- The records:
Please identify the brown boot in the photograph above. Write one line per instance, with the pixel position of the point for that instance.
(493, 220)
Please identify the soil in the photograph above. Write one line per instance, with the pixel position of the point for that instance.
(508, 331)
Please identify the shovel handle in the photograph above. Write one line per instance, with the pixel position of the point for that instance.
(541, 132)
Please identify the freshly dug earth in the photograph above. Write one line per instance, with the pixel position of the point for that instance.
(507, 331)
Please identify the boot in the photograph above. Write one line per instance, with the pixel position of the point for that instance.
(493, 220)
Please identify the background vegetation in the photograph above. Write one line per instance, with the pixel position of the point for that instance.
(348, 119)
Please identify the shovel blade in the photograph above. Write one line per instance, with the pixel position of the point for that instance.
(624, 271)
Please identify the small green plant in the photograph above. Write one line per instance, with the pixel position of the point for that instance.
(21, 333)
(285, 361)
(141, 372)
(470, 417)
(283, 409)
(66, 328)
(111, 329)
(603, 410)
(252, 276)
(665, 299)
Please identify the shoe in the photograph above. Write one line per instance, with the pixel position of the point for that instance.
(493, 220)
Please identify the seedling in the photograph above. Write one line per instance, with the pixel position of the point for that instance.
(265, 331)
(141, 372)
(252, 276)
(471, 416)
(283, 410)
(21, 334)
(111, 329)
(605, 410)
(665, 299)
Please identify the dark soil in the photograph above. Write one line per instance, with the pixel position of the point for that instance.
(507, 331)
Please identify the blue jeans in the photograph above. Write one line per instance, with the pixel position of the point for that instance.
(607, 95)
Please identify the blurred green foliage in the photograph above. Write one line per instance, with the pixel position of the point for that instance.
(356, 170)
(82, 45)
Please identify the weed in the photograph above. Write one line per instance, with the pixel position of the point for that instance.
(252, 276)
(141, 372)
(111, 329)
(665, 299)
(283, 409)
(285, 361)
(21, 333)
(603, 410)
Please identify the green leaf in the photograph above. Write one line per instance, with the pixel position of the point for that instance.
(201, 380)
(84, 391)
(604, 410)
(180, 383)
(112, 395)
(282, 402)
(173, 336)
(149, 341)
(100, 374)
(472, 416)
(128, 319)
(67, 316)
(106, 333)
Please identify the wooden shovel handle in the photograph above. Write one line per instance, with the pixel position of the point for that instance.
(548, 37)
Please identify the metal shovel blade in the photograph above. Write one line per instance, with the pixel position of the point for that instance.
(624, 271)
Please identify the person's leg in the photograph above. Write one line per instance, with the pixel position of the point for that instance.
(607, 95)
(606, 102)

- To be done:
Rewrite every line of the records above, replacing each occurrence of "instance" with "occurrence" and leaving all other text unchanged.

- Answer:
Please identify the brown boot in the photograph above. Write one line per occurrence, with the pixel position of the point for that occurrence.
(493, 220)
Please identify the soil in the photograph above. Write one line per occurrence, with the pixel position of the point for that occurrence.
(508, 331)
Please identify the shovel handle in the photograph above. Write one line per occurrence, with the pixel position of the point for that occurrence.
(541, 132)
Please identify the freshly dug earth in the photograph above. Write one line per occurrence, with the pixel position of the point for that occurrence.
(507, 331)
Please identify the boot in the photograph above. Write one line per occurrence, with the pixel position of the point for that occurrence.
(493, 220)
Please identify the background vegetation in the photograph above. Write one line per occurrence, with the pixel position of the point for that occurrence.
(348, 119)
Please identify the shovel blade in the photograph above. Write one line per occurrence, with the pixel position of the point for that occurrence.
(624, 271)
Please identify the small green plant in the photograph above. Write one line per occurrence, with the pixel position of the point for that occurrence.
(21, 333)
(285, 361)
(141, 372)
(470, 417)
(283, 409)
(66, 328)
(111, 329)
(603, 410)
(252, 276)
(665, 299)
Please identify the shoe in the photograph above. Write one line per occurrence, with the pixel position of the point for that occurrence.
(493, 220)
Please identify the seedling in the photograph above. Write one line per occurrence, with the pixel position of the point for that occurrence.
(265, 331)
(141, 372)
(252, 276)
(471, 416)
(283, 410)
(21, 334)
(111, 329)
(605, 410)
(665, 299)
Please identify the dark soil in the photograph above. Write one line per occurrence, with the pixel position of the point for that occurrence.
(507, 331)
Please identify the blue jeans in the photograph above. Write one line per occurrence, with the pixel position of the point for that occurrence.
(607, 95)
Please identify the blurred green foliage in the photograph above. Write one line per occurrence, with the pixel position of the point for that occurrence.
(356, 170)
(82, 45)
Please identify the weed in the photograph above. Write one line per occurrence, with the pixel position of the point for that occurrence.
(252, 276)
(141, 372)
(111, 329)
(665, 299)
(283, 409)
(285, 361)
(21, 333)
(603, 410)
Please identify the green leaf in the photograph above. Write one line per occurrence, with the pixel position of the point for that occurrence.
(201, 380)
(84, 391)
(604, 410)
(180, 383)
(112, 395)
(282, 402)
(173, 336)
(149, 341)
(100, 374)
(472, 416)
(128, 319)
(67, 316)
(106, 333)
Please identify the wooden shovel handle in the photograph above. Write one line per occurrence, with the pixel position of the point for that occurrence.
(548, 37)
Please identify the metal shovel blade in the photograph above. Write one line per occurrence, with the pixel position of the point for that occurrence.
(624, 271)
Please identify the person's leg in the photograph above. Write one line per occurrence, with the pixel position of the point for that occurrence.
(607, 95)
(606, 102)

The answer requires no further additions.